— Start of Excerpt —
With the proliferation of artificial intelligence and the next-generation communication technology, the growing demand for high-performance computing has driven the development of custom hardware to accelerate this specific category of computing. However, processors based on electronic hardware have hit the bottleneck of unsustainable performance growth as the exponential scaling of electronic transistors reaches the physical limit revealed by Moore’s law. In emerging artificial intelligence applications, massive matrix operations require high computing speed and energy efficiency. Optical computing can realize high-speed parallel information processing with ultra-low energy consumption on photonic integrated platforms or in free space, which can well meet these domain-specific demands. Optical computing compute with photons instead of electrons, and therefore optical computing can dramatically accelerate computing speed by overcoming the inherent limitations of electronics.
Figure 1. Principles and applications of mainstream architectures for photonic matrix computing.
To some extent, neuromorphic engineering is an attempt to move computational processes of artificial intelligence algorithms to specific hardware, enabling functions that are difficult to realize with conventional computing hardware. In complementary metal–oxide–semiconductor (CMOS), matrix operations are typically implemented by systolic arrays or single instruction multiple data (SIMD) units. Due to the nature of electronic components, performing simple matrix operations requires a large number of transistors working together and additional schedulers to coordinate data movements involving weights. In optical computing, matrix computing can be easily implemented by passing through basic photonic devices, such as Microring resonator (MRR), Mach-Zehnder interferometer (MZI) and diffractive planes, as well as their composition array or system. Therefore, from the perspective of neuromorphic engineering, optical computing is more consistent with the mathematical nature of matrix computing than electronic computing. Unlike electrical circuit technologies, photonic circuits have some extraordinary properties such as ultra-wide bandwidth, low latency, and low energy consumption. Furthermore, light has several dimensions such as wavelength, polarization, and spatial mode to enable parallel data processing, resulting in remarkable acceleration against a conventional von Neumann computer, which makes the optical computing approach a viable and competitive candidate for artificial intelligence accelerators.
This paper introduces the basic principles of three different optical computing architectures based on multiple plane light conversion (MPLC), on-chip MRR arrays, and on-chip MZI mesh, and also expounds the photonic matrix computing based on different optical computing architectures as well as the latest research progress in photonic artificial intelligence hardware. The performance parameters of representative optical computing architectures in recent years are summarized, the current challenges and development trends of optical computing are analyzed, and the prospects for further improvement of optical computing architectures are put forward.
— End of Excerpt —
- **Short exercise A**: Summarize the excerpt on optical computing in two sentences.
— Start of Rows —
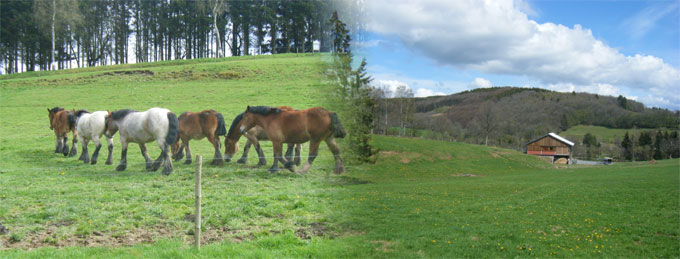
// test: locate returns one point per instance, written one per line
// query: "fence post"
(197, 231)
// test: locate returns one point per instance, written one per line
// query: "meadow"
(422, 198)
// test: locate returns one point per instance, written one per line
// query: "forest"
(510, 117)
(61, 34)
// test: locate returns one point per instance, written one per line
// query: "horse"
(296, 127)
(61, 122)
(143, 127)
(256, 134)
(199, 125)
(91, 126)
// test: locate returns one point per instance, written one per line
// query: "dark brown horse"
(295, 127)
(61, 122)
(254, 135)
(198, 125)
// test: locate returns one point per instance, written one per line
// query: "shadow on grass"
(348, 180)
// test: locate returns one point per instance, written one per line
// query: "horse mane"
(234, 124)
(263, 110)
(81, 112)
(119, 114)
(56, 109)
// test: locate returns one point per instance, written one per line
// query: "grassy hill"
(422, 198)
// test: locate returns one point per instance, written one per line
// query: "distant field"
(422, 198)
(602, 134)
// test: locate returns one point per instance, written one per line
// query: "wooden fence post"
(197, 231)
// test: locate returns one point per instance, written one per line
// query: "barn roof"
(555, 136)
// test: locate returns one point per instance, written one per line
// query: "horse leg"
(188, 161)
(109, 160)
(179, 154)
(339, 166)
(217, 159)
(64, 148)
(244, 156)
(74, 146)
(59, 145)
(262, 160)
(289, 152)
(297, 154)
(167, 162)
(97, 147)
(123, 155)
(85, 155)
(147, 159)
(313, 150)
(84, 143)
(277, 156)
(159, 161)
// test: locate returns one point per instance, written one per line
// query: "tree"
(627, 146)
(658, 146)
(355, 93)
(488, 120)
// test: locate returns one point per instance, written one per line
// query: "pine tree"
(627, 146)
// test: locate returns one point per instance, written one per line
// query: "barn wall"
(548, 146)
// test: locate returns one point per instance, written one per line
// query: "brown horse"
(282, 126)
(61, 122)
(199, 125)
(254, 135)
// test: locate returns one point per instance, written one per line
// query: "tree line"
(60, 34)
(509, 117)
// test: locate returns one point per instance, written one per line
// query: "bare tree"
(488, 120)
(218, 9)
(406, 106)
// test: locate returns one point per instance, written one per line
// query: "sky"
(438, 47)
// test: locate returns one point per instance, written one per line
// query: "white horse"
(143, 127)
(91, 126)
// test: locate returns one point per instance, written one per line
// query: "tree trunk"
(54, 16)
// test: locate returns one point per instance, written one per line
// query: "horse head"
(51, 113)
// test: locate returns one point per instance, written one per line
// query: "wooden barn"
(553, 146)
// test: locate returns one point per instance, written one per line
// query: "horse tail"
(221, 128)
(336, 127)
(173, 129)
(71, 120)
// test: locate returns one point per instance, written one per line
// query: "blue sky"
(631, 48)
— End of Rows —
- **Short exercise B**: Locate each line in the records above that contains the word "post" and copy those lines out.

- **Final answer A**: As electronic processors hit the physical limits of transistor scaling, the matrix operations of artificial intelligence demand high speed and energy efficiency, which optical computing can supply through high-speed parallel processing with photons at ultra-low energy consumption. The paper introduces three optical computing architectures, based on multiple plane light conversion, on-chip MRR arrays, and on-chip MZI mesh, and reviews recent progress in photonic artificial intelligence hardware along with current challenges and development trends.

- **Final answer B**:
// query: "fence post"
// query: "wooden fence post"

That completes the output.